● **SOURCE EXCERPT**:
* * * * *

You’re probably not doing transformational work.

Continuous improvement is not transformation. With continuous improvement, products, processes and services are improved three percent year-on-year. With transformation, products are a mechanism to generate data, processes are eliminated altogether and services move from fixing what’s broken to proactive updates that deliver the surprising customer value.

A strategic initiative is not transformation. A strategic initiative improves a function or process that is – a move to consultative selling or a better new product development process. Transformation dismantles. The selling process is displaced by automatic with month-to-month renewals. And while product development is still a thing, it’s relegated to a process that creates the platform for the real money-maker – the novel customer value made possible by the data generated by the product.

Cultural change is not transformation. Cultural change uses the gaps in survey data to tweak a successful formula and adjust messaging.  Transformation creates new organizations that violate existing company culture.

* * * * *

● **INFORMATION PROVIDED**:
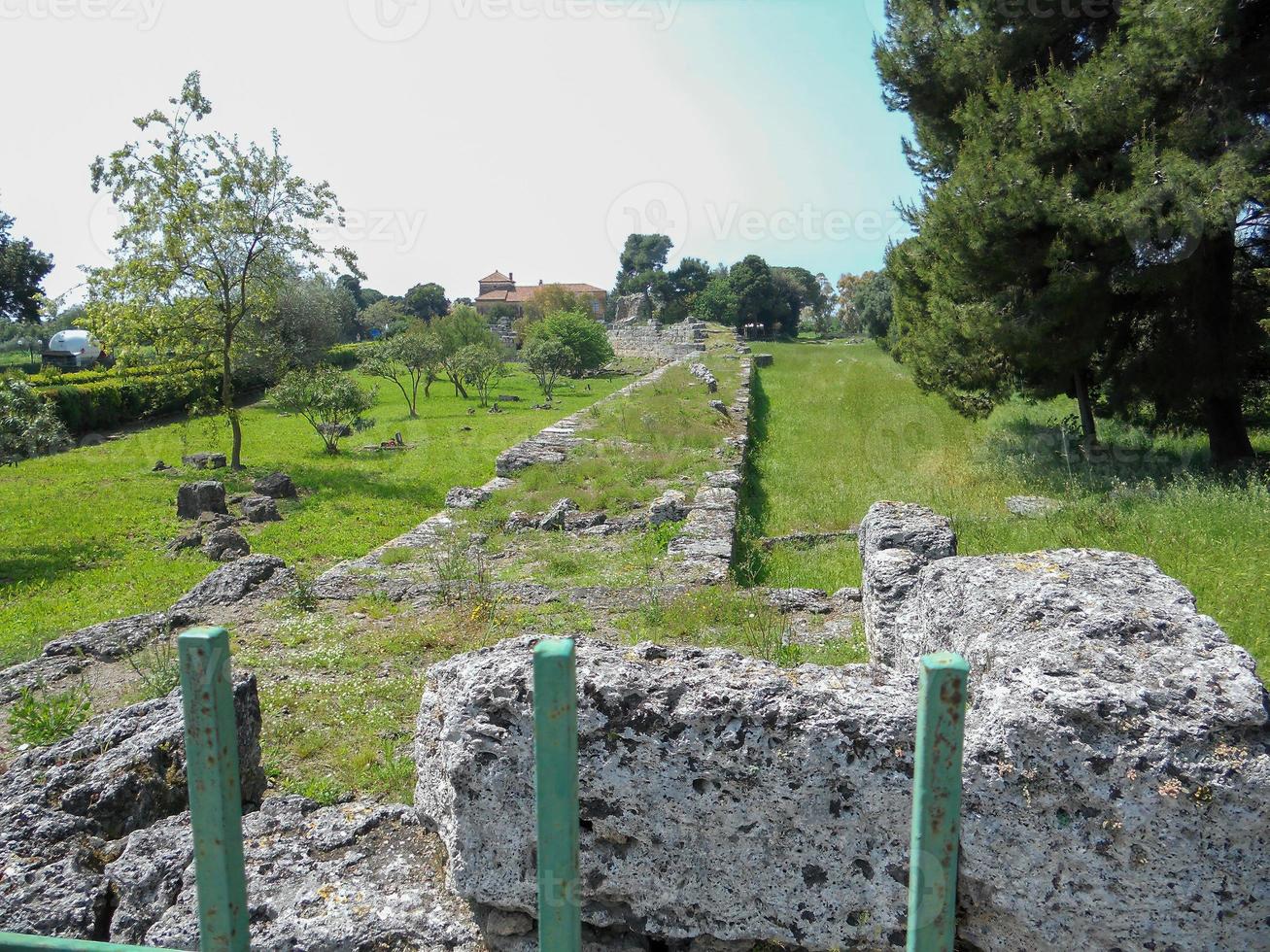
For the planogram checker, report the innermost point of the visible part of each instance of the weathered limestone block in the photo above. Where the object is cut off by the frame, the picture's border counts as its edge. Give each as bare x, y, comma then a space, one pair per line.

* * * * *

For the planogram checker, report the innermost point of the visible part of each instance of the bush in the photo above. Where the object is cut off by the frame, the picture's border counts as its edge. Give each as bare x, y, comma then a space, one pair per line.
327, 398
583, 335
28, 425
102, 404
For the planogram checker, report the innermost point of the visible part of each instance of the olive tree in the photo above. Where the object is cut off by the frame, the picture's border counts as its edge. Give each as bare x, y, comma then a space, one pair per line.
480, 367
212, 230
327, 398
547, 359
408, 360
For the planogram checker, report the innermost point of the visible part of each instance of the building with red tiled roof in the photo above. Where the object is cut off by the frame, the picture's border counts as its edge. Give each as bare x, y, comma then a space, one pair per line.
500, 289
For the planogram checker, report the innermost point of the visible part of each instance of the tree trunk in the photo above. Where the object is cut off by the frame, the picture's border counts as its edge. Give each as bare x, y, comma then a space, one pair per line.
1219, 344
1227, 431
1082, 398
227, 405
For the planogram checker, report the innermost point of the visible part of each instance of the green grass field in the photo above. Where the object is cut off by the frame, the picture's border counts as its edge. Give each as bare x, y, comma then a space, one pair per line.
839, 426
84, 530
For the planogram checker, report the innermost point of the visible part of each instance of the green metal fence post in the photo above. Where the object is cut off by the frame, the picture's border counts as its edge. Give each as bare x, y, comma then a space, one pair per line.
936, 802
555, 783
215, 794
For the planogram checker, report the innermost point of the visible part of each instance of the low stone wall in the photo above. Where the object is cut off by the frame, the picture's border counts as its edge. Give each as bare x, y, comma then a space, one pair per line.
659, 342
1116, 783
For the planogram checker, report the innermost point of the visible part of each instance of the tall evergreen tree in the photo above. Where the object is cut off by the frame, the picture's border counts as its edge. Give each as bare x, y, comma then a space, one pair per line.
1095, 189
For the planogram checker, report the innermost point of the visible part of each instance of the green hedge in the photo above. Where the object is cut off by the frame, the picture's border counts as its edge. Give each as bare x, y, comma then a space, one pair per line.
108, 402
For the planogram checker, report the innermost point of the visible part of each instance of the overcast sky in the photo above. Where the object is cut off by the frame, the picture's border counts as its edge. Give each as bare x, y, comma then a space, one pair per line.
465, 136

* * * * *

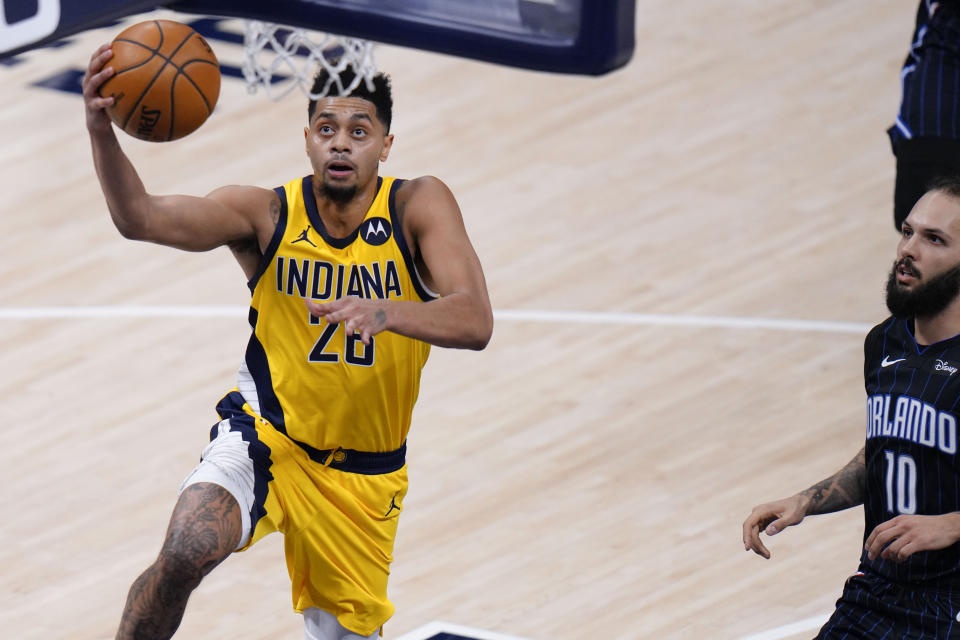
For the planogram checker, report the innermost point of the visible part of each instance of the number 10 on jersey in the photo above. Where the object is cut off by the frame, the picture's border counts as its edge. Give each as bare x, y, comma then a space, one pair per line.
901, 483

* * * * *

● **TO BE DONE**:
**1)** From the passage on transformation, print the words from "You’re probably not" to "surprising customer value." without any changes.
**2)** Pick up the passage on transformation after its last sentence and write what comes next.

● **ANSWERS FOR THE EXERCISE**:
**1)**
You’re probably not doing transformational work.

Continuous improvement is not transformation. With continuous improvement, products, processes and services are improved three percent year-on-year. With transformation, products are a mechanism to generate data, processes are eliminated altogether and services move from fixing what’s broken to proactive updates that deliver the surprising customer value.

**2)**
If there the corporate structure is unchanged, there can be no transformation.

If the power brokers are unchanged, there can be no transformation.

If the company culture isn’t violated, there can be no transformation.

If it’s not digital, there can be no transformation.

In short, if the same rules apply, there can be no transformation.

Transformation doesn’t generate discomfort, it generates disarray.

Transformation doesn’t tweak the successful, it creates the unrecognizable.

Transformation doesn’t change the what, it creates a new how.

Transformation doesn’t make better caterpillars, it creates butterflies.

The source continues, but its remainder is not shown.